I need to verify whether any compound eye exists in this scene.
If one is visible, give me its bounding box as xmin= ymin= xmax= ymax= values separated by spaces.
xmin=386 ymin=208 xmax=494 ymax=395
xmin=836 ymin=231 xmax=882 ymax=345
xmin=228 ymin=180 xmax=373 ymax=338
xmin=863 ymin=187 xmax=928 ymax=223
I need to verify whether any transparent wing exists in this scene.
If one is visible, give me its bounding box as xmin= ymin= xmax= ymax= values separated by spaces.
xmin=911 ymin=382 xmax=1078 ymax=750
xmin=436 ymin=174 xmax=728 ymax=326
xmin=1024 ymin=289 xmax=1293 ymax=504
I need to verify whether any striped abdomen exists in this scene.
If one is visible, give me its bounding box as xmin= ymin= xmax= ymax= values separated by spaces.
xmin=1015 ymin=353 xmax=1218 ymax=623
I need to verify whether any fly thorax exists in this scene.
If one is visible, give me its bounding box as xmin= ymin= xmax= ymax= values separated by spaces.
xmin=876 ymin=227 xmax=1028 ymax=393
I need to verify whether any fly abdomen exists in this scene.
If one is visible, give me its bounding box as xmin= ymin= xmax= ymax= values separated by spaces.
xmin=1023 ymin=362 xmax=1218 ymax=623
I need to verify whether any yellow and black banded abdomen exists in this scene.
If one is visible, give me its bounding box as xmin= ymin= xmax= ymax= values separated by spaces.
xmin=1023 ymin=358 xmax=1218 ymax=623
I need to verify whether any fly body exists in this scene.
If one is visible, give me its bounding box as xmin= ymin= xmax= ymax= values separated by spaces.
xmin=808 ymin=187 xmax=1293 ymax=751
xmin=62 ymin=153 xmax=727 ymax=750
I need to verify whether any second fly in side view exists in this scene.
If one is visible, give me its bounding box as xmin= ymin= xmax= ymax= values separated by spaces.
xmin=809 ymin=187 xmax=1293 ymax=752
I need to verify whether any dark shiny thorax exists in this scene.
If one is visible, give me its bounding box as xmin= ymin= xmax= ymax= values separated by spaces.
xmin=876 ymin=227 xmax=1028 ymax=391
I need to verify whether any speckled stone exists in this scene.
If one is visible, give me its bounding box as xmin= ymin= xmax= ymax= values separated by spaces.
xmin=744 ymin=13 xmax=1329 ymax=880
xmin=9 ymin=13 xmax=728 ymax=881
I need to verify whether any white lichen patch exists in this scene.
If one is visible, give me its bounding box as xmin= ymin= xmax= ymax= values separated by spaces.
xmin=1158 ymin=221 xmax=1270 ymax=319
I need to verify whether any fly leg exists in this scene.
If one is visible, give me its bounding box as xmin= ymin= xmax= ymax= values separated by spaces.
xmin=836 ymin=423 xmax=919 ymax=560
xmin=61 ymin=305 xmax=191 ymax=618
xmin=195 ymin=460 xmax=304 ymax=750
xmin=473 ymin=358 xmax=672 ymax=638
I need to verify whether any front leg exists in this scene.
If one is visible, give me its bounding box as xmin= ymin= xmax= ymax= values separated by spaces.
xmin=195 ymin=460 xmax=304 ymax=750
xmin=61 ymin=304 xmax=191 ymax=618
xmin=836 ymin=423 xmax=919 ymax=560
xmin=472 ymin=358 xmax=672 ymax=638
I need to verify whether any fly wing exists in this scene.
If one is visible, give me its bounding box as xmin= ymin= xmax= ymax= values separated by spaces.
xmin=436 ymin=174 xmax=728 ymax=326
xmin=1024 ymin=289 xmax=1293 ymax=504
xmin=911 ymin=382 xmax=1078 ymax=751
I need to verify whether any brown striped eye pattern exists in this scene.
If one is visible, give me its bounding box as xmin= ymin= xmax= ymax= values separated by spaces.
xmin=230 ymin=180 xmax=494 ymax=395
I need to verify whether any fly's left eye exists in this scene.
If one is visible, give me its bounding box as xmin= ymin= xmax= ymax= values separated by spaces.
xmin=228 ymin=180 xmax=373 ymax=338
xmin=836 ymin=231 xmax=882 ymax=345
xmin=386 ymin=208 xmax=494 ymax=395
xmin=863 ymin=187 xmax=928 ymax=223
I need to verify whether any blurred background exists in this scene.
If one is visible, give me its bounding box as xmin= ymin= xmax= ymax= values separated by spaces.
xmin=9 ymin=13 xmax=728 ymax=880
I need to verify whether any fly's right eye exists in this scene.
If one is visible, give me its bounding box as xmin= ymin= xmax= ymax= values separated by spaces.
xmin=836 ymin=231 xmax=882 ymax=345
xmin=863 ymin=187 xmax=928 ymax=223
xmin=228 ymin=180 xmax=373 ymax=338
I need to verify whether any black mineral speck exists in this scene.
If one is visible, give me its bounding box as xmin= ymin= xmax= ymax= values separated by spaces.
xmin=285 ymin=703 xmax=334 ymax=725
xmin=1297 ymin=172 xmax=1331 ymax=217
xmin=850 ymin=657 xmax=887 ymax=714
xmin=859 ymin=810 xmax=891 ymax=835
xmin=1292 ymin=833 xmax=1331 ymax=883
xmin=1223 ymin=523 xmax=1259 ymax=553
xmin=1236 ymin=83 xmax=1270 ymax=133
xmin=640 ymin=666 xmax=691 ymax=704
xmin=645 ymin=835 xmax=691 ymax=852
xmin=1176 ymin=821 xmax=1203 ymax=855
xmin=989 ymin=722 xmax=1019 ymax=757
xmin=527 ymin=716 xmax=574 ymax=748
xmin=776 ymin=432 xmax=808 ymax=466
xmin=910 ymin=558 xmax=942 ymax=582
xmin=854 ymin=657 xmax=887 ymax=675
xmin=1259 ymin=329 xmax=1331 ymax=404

*-*-*

Retype every one of the entries above line for line, without changing anything.

## Result of the task:
I need to verify whether any compound eye exists in this scene.
If one is visible, give me its bounding box as xmin= ymin= xmax= ymax= values separated by spaces.
xmin=386 ymin=208 xmax=494 ymax=395
xmin=836 ymin=231 xmax=882 ymax=345
xmin=228 ymin=180 xmax=373 ymax=338
xmin=863 ymin=187 xmax=928 ymax=223
I need to verify whether any transparent wing exists in this scene.
If one is visible, give me its bounding box as xmin= ymin= xmax= ymax= values separated by spaces.
xmin=911 ymin=382 xmax=1078 ymax=750
xmin=436 ymin=174 xmax=728 ymax=326
xmin=1024 ymin=289 xmax=1293 ymax=504
I need to verify whether any striped abdomen exists in this scene.
If one is visible, give me its bounding box as xmin= ymin= xmax= ymax= values separated by spaces.
xmin=1015 ymin=353 xmax=1218 ymax=623
I need to verify whether any fly thorax exists in this scene.
If one is visible, give me its bounding box as xmin= ymin= xmax= ymax= values separated by spaces.
xmin=876 ymin=227 xmax=1028 ymax=393
I need to verify whether any fly abdomen exists in this scene.
If one is visible, give me its bounding box as xmin= ymin= xmax= ymax= values separated by spaces.
xmin=1023 ymin=362 xmax=1218 ymax=623
I need to verify whether any yellow and black banded abdomen exists in this scene.
If one is visible, give me its bounding box as xmin= ymin= xmax= ymax= values separated by spaces.
xmin=1023 ymin=358 xmax=1218 ymax=623
I need to verify whether any fly body exists in this scene.
If one is visible, give me its bounding box as xmin= ymin= xmax= ymax= values separated by spaces.
xmin=808 ymin=187 xmax=1293 ymax=751
xmin=62 ymin=153 xmax=727 ymax=750
I need to verify whether any second fly in side view exists in this scene.
If one is visible, give me its bounding box as xmin= ymin= xmax= ymax= values separated by spaces.
xmin=809 ymin=187 xmax=1293 ymax=752
I need to verify whether any dark shiny thorax exists in this scene.
If one is visible, give me its bounding box as xmin= ymin= xmax= ymax= values separated by spaces.
xmin=876 ymin=227 xmax=1028 ymax=391
I need to verify whether any speckled stone exists in this scene.
If one is visible, give me its bounding box as xmin= ymin= xmax= ymax= values separated by spaces.
xmin=744 ymin=13 xmax=1329 ymax=880
xmin=9 ymin=13 xmax=728 ymax=881
I need to verify whether any white lichen patch exists in this scene.
If one is visible, give me its bounding box as xmin= ymin= xmax= ymax= values separated by spaces.
xmin=1158 ymin=221 xmax=1270 ymax=319
I need to verify whether any fly leg exists in this scene.
If one is visible, give me its bounding box as xmin= ymin= xmax= ymax= values separated by spaces.
xmin=836 ymin=423 xmax=919 ymax=560
xmin=61 ymin=305 xmax=191 ymax=618
xmin=195 ymin=460 xmax=304 ymax=750
xmin=473 ymin=358 xmax=672 ymax=638
I need to verify whether any front leg exists in this scene.
If one is visible, give me its bounding box as xmin= ymin= xmax= ymax= values separated by spaces.
xmin=195 ymin=460 xmax=304 ymax=750
xmin=61 ymin=304 xmax=191 ymax=618
xmin=836 ymin=423 xmax=919 ymax=560
xmin=472 ymin=358 xmax=672 ymax=638
I need to verify whether any fly wing exists in this scene.
If one is visible, give me its bounding box as xmin= ymin= xmax= ymax= values separated by spaces.
xmin=436 ymin=174 xmax=728 ymax=326
xmin=1024 ymin=289 xmax=1293 ymax=504
xmin=911 ymin=382 xmax=1078 ymax=751
I need to verify whether any brown striped eye pattern exists in this scene.
If one is visible, give me its bounding box as xmin= ymin= xmax= ymax= values separated by spaces.
xmin=230 ymin=180 xmax=494 ymax=395
I need to verify whether any fly's left eye exists in this scene.
If one is visible, give me its bounding box as xmin= ymin= xmax= ymax= values separated by spaces.
xmin=228 ymin=180 xmax=373 ymax=338
xmin=836 ymin=231 xmax=882 ymax=345
xmin=386 ymin=208 xmax=494 ymax=395
xmin=863 ymin=187 xmax=928 ymax=223
I need to verify whether any blurred background exists in this scene.
If one is visible, give me its bounding box as xmin= ymin= xmax= ymax= values separated by spaces.
xmin=9 ymin=13 xmax=728 ymax=880
I need to verify whether any fly's right eye exists in this scene.
If one is visible, give me its bounding box as xmin= ymin= xmax= ymax= values separated by spaces.
xmin=836 ymin=231 xmax=882 ymax=345
xmin=863 ymin=187 xmax=928 ymax=223
xmin=228 ymin=180 xmax=373 ymax=338
I need to verify whether any black mineral speck exists in this scene.
If one is visible, give me its bounding box as xmin= ymin= xmax= ymax= values separated by spaces.
xmin=285 ymin=703 xmax=334 ymax=725
xmin=1297 ymin=172 xmax=1331 ymax=217
xmin=850 ymin=657 xmax=887 ymax=714
xmin=859 ymin=810 xmax=891 ymax=835
xmin=1292 ymin=833 xmax=1331 ymax=883
xmin=1223 ymin=523 xmax=1259 ymax=553
xmin=1236 ymin=83 xmax=1270 ymax=133
xmin=640 ymin=666 xmax=691 ymax=704
xmin=645 ymin=835 xmax=691 ymax=852
xmin=1176 ymin=821 xmax=1203 ymax=855
xmin=989 ymin=722 xmax=1019 ymax=757
xmin=527 ymin=716 xmax=574 ymax=748
xmin=776 ymin=432 xmax=808 ymax=466
xmin=910 ymin=558 xmax=942 ymax=582
xmin=854 ymin=657 xmax=887 ymax=675
xmin=1259 ymin=329 xmax=1331 ymax=404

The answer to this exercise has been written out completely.